Pick out every line in the items below that has the word "stuffed", and copy each one.

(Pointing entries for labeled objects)
####################

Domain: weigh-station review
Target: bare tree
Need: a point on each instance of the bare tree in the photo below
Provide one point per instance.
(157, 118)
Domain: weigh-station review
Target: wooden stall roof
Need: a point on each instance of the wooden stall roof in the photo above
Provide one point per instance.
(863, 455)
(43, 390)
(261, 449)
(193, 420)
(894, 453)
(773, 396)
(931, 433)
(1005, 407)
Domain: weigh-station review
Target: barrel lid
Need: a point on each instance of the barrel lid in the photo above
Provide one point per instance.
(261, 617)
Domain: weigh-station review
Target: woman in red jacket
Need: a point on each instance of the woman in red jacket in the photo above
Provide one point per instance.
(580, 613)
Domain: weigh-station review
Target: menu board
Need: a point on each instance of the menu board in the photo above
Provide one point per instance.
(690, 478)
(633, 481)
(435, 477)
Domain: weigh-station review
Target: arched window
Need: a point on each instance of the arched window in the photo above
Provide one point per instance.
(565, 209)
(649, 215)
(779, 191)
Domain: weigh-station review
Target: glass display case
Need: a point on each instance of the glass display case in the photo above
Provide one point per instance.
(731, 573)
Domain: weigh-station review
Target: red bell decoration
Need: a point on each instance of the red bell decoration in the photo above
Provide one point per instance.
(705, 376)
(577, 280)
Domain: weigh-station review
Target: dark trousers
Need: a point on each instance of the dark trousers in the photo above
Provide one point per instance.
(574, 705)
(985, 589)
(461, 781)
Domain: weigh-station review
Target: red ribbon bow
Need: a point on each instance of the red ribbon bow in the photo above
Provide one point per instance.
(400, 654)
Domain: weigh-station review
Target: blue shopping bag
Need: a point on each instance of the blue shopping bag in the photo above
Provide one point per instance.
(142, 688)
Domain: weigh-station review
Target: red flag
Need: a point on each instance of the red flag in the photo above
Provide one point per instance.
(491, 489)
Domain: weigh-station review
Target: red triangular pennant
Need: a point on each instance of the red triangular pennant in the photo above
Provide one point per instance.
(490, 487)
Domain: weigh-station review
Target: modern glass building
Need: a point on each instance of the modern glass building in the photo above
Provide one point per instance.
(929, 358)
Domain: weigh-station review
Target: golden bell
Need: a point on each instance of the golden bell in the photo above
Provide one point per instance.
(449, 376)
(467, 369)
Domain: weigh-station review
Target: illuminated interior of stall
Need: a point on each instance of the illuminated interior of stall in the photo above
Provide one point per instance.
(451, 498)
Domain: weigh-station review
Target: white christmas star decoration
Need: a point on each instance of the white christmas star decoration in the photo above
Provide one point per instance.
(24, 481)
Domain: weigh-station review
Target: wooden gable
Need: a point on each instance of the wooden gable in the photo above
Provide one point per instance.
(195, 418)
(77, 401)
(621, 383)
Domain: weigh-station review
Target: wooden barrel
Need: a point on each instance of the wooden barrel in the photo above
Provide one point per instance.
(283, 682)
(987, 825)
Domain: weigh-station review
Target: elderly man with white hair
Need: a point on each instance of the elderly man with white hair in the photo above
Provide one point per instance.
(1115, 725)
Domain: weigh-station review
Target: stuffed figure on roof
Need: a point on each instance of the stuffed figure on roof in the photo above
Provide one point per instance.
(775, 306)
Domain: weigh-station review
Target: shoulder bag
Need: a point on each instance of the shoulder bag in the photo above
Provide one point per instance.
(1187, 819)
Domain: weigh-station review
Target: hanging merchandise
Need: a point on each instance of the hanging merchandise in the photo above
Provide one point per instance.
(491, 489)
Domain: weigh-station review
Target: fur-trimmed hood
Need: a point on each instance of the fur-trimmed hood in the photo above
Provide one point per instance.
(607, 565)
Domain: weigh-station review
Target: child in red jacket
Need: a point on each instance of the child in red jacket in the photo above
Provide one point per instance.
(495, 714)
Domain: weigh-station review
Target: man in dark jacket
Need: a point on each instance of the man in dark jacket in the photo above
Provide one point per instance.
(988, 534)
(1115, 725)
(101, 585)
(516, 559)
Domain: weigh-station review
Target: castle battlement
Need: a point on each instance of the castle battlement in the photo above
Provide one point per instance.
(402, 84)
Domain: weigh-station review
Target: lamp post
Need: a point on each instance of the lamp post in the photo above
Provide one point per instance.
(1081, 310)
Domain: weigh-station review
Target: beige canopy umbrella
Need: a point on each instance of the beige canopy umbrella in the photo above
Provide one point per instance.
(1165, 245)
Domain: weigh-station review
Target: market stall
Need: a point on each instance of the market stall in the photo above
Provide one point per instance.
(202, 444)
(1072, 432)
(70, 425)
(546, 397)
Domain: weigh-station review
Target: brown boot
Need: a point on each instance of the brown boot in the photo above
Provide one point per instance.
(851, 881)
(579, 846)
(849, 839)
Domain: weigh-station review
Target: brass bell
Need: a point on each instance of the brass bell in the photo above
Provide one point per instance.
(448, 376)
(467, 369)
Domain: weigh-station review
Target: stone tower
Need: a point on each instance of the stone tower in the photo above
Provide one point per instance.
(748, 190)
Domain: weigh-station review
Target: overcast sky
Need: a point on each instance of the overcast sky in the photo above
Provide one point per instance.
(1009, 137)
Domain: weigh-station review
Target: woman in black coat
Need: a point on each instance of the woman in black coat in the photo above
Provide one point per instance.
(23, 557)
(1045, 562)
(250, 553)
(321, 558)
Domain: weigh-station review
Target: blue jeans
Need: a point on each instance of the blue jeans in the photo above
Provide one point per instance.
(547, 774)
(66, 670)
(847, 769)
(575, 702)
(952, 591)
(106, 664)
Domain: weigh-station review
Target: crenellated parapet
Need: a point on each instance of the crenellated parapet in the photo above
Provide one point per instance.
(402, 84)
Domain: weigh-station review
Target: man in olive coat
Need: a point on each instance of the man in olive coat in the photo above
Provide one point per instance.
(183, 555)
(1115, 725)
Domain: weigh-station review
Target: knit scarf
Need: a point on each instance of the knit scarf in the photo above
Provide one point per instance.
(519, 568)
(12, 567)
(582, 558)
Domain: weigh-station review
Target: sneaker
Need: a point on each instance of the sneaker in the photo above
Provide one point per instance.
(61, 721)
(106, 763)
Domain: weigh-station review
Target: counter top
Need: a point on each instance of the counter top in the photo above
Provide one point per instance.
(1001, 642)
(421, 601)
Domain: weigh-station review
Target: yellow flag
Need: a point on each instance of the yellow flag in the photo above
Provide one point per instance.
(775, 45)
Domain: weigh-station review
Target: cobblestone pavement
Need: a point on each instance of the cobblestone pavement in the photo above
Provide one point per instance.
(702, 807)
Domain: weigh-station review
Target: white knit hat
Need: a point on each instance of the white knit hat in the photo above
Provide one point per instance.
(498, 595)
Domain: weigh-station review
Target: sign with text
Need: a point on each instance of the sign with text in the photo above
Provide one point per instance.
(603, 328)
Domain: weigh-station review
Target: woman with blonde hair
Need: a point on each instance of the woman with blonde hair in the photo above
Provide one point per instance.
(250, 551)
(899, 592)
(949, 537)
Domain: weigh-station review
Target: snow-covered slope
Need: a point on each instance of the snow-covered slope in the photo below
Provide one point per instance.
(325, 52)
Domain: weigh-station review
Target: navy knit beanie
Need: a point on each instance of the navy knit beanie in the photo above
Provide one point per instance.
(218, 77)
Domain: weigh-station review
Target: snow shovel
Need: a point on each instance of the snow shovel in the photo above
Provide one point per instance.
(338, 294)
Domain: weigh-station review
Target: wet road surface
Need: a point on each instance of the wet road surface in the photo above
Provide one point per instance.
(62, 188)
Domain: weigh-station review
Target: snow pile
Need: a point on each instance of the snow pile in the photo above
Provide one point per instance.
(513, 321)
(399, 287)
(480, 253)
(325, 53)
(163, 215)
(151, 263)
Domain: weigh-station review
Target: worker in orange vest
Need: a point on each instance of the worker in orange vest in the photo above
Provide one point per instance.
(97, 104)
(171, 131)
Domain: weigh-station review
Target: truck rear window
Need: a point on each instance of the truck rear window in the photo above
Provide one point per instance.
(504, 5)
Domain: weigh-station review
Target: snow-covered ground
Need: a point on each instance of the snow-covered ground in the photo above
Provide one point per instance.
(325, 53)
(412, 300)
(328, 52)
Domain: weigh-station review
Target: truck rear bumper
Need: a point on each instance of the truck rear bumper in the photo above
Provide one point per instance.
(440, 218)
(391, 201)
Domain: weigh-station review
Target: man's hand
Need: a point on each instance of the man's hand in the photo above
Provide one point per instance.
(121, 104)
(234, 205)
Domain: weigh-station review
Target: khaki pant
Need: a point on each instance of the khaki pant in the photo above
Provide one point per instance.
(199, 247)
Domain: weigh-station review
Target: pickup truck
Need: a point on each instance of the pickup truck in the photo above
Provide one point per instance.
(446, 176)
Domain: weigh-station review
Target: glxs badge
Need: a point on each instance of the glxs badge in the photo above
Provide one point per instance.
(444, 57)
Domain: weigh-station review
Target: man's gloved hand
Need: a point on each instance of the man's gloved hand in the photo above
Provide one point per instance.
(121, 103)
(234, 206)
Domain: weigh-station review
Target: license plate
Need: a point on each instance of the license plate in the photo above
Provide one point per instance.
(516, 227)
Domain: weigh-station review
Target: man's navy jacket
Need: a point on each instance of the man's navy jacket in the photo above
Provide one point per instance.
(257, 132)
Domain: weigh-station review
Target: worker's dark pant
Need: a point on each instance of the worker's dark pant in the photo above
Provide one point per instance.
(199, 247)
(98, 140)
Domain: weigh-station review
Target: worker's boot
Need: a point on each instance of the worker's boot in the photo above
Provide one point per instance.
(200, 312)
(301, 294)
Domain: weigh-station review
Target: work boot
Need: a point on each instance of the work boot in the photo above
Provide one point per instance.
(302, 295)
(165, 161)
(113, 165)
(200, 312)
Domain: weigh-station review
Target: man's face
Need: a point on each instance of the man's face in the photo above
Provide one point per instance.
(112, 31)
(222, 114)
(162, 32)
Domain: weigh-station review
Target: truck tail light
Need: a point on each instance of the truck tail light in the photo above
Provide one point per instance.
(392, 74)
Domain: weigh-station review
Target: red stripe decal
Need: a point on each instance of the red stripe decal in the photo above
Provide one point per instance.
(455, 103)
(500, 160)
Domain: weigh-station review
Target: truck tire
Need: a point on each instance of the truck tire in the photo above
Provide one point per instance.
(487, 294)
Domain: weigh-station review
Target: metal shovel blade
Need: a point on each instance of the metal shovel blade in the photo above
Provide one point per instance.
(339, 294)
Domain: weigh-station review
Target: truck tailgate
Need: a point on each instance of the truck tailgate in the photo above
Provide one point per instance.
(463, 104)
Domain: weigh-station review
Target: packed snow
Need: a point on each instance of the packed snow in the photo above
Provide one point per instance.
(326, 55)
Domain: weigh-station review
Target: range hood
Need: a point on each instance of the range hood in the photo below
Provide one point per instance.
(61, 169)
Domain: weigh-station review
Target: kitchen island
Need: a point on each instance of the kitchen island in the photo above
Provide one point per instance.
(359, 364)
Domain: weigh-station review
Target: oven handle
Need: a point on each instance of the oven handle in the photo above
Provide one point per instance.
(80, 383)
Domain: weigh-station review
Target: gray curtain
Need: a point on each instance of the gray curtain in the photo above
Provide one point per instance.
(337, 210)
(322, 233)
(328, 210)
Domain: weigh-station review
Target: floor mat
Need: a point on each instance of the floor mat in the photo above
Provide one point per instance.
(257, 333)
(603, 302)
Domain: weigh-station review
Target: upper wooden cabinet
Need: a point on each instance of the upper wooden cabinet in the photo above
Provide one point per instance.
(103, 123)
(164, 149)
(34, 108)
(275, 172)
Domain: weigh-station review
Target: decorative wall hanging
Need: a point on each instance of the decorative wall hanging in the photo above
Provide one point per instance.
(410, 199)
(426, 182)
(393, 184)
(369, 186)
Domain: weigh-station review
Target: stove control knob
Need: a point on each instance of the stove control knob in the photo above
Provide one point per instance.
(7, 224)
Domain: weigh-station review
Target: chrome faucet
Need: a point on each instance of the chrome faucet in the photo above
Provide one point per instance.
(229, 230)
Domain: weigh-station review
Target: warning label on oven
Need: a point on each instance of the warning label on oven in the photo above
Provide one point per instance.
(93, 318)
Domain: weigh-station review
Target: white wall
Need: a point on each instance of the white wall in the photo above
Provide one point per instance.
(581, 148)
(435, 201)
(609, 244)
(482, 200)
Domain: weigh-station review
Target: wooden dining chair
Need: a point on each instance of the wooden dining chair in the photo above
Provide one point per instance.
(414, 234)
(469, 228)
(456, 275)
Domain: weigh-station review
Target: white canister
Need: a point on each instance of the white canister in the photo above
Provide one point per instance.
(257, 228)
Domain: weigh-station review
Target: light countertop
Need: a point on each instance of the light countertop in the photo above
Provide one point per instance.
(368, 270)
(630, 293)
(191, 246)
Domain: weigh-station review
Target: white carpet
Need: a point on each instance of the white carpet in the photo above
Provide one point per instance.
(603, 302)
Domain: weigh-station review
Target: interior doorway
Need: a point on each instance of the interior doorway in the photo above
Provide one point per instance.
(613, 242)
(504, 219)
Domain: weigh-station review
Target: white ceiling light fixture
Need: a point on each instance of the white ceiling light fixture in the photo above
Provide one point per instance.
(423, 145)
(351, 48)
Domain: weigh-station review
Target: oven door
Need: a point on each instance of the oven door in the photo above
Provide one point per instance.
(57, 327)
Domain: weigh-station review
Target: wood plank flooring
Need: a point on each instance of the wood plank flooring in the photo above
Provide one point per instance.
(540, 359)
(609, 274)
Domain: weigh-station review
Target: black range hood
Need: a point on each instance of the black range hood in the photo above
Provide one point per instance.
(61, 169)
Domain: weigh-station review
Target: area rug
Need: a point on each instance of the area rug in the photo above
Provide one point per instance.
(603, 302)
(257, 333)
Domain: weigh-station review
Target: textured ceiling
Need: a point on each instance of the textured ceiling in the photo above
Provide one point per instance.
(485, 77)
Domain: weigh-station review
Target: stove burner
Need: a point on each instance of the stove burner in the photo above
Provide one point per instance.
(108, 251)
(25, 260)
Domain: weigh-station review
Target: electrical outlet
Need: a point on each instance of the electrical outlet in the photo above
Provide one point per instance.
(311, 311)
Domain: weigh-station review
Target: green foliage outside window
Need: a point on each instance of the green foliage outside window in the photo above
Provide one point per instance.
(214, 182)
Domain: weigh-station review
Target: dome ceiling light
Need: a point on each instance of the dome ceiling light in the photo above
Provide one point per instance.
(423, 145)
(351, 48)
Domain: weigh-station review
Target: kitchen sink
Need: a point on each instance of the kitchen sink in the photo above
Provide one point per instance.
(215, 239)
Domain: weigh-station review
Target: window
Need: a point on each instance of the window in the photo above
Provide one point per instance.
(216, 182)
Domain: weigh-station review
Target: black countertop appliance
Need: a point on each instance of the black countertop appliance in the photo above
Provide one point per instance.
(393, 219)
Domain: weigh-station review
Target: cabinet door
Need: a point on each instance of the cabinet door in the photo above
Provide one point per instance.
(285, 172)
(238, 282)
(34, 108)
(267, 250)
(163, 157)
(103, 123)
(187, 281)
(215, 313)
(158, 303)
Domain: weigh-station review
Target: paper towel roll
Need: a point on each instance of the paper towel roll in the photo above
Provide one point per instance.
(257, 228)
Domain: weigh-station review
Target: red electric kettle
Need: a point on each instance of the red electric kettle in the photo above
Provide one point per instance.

####################

→ Exercise response:
Target: stuffed figure on roof
Need: a point on each instance of the stuffed figure on roof in the photo above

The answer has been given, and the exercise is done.